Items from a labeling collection
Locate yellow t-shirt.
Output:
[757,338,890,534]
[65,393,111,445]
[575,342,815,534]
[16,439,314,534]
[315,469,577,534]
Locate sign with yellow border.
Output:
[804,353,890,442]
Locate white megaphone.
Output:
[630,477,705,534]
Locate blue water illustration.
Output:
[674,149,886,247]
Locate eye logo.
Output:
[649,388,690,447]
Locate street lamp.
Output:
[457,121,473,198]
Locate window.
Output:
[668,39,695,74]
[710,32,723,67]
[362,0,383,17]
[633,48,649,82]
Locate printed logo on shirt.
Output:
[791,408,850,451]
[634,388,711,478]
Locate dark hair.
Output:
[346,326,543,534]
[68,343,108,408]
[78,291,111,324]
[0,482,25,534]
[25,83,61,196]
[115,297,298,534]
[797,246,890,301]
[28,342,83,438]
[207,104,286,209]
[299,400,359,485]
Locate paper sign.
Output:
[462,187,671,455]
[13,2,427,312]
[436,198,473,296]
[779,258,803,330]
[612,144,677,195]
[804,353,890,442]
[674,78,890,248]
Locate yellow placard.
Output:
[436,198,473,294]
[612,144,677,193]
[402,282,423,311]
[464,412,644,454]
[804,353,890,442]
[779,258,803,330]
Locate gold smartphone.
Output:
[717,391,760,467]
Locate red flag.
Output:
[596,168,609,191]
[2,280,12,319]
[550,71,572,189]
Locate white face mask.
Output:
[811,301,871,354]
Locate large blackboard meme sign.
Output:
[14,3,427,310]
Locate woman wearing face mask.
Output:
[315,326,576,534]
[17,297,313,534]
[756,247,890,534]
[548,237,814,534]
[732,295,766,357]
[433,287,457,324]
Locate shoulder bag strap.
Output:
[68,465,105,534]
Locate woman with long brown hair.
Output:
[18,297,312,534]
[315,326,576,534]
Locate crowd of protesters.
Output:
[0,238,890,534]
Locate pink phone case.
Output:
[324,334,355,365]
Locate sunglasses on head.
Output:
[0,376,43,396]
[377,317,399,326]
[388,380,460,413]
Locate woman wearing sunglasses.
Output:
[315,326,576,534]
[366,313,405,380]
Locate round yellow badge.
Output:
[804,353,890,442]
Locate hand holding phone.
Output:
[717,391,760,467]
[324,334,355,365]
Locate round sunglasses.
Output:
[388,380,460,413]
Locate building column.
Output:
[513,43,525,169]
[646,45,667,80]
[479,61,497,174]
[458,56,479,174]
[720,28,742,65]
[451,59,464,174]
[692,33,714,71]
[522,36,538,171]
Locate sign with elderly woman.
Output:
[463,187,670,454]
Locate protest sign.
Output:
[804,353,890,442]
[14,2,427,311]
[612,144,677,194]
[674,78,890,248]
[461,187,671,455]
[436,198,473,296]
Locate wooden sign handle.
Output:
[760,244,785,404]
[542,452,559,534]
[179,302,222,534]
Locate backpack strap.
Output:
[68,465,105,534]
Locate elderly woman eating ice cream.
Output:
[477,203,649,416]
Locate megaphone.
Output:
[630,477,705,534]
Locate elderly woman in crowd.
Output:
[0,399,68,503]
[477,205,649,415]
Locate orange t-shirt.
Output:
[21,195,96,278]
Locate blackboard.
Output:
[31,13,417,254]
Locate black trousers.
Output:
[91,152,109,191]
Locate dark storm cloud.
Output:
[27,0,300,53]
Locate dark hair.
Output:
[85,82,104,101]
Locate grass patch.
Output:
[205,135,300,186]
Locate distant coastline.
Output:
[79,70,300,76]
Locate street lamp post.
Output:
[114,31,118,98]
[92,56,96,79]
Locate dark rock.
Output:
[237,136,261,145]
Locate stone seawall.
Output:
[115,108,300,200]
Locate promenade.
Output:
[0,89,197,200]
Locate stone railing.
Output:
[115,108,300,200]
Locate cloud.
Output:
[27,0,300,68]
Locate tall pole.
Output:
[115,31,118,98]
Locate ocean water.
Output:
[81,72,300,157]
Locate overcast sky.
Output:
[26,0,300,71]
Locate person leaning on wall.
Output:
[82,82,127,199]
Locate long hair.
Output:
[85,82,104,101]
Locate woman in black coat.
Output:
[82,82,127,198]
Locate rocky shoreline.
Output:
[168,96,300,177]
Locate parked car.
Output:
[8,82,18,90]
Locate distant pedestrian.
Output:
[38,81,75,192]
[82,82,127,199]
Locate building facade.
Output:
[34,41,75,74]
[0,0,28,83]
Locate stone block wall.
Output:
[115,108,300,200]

--

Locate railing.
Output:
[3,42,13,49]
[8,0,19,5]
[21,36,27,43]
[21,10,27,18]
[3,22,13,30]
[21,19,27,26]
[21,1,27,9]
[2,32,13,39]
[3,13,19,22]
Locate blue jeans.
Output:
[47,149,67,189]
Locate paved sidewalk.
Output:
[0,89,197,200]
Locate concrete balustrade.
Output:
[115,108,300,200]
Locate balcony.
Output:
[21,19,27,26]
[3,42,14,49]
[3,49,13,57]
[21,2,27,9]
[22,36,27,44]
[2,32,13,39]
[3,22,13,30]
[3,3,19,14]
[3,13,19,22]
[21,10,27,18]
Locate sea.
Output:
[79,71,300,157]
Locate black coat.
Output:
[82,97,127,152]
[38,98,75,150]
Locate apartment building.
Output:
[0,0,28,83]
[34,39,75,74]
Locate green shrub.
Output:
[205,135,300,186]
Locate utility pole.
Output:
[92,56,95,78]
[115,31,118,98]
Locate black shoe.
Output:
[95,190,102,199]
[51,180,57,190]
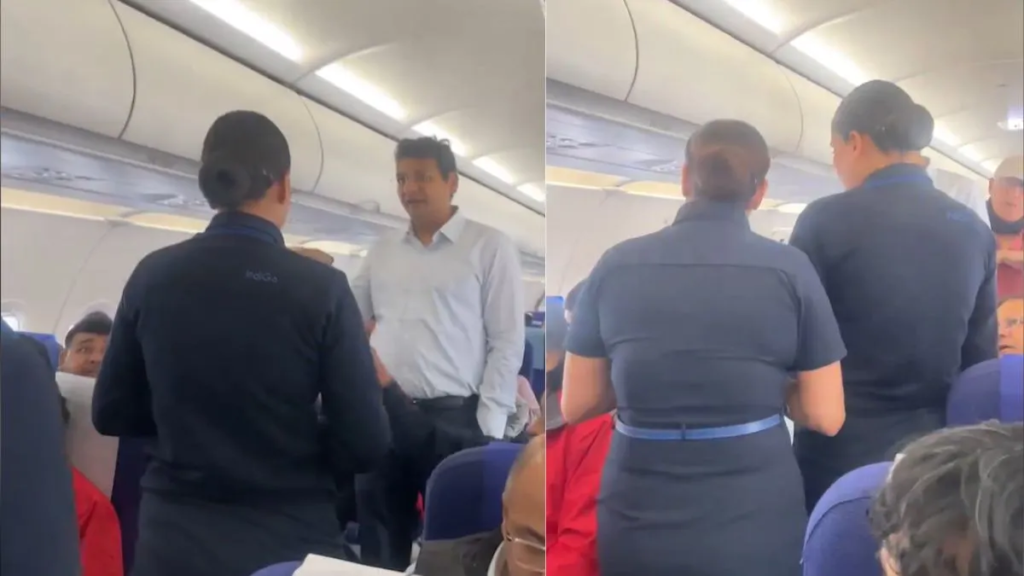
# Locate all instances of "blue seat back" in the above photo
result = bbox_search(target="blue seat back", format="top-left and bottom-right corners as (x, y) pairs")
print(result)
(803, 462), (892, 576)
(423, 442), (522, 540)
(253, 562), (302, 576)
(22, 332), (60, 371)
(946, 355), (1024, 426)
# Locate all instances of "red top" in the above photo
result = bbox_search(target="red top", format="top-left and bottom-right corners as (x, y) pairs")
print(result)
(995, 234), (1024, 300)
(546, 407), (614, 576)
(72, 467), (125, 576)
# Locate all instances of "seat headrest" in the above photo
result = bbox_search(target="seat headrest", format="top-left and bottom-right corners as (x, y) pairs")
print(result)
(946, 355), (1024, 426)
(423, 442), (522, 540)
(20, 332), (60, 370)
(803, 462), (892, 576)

* **WHAT NEEDS TO BE DONE**:
Express the entries in the stretch from the line containing "Locate woman wearing sunglasses." through the line containing "[522,36,538,171]" as a Markdown table with the columns Row and Line, numbering each line and leaving out blank lines.

* **ANSWER TO THE PROBLEM**:
| Row | Line |
|---|---|
| 1 | Locate woman wearing sunglasses. |
| 2 | Output: |
| 3 | [315,326,576,534] |
| 4 | [366,313,405,380] |
| 5 | Locate round yellow badge. |
| 6 | Output: |
| 7 | [804,353,890,442] |
| 8 | Locate hand holding phone. |
| 9 | Output: |
| 10 | [717,391,760,467] |
| 11 | [324,334,355,365] |
| 12 | Locate round sunglasses. |
| 13 | Output: |
| 14 | [388,380,460,413] |
| 15 | Locate building column. |
| 16 | Output: |
| 17 | [513,43,525,169] |
| 18 | [646,45,667,80] |
| 19 | [479,61,497,174] |
| 20 | [458,56,479,174] |
| 21 | [720,28,742,65] |
| 22 | [451,59,464,174] |
| 23 | [692,33,714,71] |
| 24 | [522,36,538,171] |